DOCUMENT EXTRACT:
■ ■ ■ ■ ■

The pitch of the rolled thread is crucial to ensure that the door can be opened manually in an emergency. If the pitch is too small, it would self-lock. With the selected pitch of 100 mm, the two nuts can be easily moved on the threaded spindle (Fig. 10).

Counter-rotating threaded spindle for a cable assembly device

Before the ends of an electrical connection cable can be connected with plugs or terminals, it must be cut to length and stripped. Nowadays, cables are almost exclusively assembled fully automatically.

The cable assembly device shown in Figure 11 accommodates cables of different diameters. The insulated cable is fed from a feed roller from the right via a roller system into a guide tube (the swivel guide). The machine stops after a preset distance. Two blades (one from below and one from above) approach the cable and cut through the insulation all the way around, leaving one end blank. The cable is then pushed further until the required length is reached.

Fig. 11: Fully automatic machine for cutting and stripping electrical cables

The blades then cut the copper cable all the way through. The insulation is slit open, stripped, and falls down. The cut and stripped cable is then placed in a storage container for further processing.

To carry out the vertical cutting movements, the lower blade moves upwards while the upper blade moves downwards. The two blades are moved using a rolled threaded spindle.

■ ■ ■ ■ ■

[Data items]

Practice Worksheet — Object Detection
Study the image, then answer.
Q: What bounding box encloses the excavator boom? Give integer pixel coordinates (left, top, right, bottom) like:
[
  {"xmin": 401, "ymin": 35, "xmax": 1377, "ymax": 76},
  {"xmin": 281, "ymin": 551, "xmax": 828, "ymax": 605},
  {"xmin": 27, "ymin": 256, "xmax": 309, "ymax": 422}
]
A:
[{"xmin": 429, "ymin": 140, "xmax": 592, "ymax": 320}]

■ ■ ■ ■ ■

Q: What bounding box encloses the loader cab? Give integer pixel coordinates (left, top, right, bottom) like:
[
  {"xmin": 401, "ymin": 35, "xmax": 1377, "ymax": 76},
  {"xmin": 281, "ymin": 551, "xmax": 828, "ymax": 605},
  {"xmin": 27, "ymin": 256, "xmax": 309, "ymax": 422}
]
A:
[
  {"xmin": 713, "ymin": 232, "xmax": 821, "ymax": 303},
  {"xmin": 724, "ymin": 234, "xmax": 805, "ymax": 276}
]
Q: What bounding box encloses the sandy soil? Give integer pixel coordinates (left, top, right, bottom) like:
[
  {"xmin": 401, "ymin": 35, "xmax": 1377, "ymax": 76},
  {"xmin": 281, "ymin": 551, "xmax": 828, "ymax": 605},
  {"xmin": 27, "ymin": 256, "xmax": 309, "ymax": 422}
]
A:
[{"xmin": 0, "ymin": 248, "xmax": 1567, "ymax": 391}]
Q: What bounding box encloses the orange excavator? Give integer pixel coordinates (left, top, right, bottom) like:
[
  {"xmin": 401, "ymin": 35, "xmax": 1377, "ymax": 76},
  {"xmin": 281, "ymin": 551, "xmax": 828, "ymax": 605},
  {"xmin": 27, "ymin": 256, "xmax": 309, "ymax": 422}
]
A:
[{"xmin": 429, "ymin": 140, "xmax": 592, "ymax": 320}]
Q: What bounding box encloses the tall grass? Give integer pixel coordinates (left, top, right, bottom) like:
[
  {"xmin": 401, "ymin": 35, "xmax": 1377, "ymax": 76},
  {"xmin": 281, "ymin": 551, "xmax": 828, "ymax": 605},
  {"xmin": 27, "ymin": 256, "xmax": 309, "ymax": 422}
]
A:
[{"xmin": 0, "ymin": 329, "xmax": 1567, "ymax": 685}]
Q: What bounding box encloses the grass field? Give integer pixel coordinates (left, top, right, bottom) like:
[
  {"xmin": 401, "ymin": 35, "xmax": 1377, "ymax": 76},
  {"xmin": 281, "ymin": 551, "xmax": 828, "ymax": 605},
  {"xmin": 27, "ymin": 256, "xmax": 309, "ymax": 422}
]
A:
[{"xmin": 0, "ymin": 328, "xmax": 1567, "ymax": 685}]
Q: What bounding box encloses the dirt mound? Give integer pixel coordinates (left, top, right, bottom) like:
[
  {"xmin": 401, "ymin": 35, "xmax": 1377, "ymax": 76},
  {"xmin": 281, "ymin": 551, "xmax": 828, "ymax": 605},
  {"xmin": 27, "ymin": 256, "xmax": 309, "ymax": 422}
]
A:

■ ■ ■ ■ ■

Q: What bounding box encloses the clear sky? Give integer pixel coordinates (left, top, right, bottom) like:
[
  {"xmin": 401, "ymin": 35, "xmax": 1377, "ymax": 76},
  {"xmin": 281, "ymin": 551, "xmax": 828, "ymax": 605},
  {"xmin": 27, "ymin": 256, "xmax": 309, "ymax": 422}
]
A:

■ ■ ■ ■ ■

TASK SET:
- a) Print the stretch of the threaded spindle excerpt from "Fig. 11: Fully" through "for further processing.".
- b) According to the threaded spindle excerpt, what pitch was selected for the rolled thread?
- c) Say whether each statement agrees with the threaded spindle excerpt, answering yes or no and quoting the deciding words: (i) A pitch that is too small would cause the thread to self-lock. (ii) The cable is fed into the guide tube from the left. (iii) The two blades are moved by a rolled threaded spindle.

RESULTS FOR THE EXERCISE:
- a)
Fig. 11: Fully automatic machine for cutting and stripping electrical cables

The blades then cut the copper cable all the way through. The insulation is slit open, stripped, and falls down. The cut and stripped cable is then placed in a storage container for further processing.

- b) 100 mm

- c)
(i) Yes: "If the pitch is too small, it would self-lock."
(ii) No: "The insulated cable is fed from a feed roller from the right via a roller system into a guide tube"
(iii) Yes: "The two blades are moved using a rolled threaded spindle."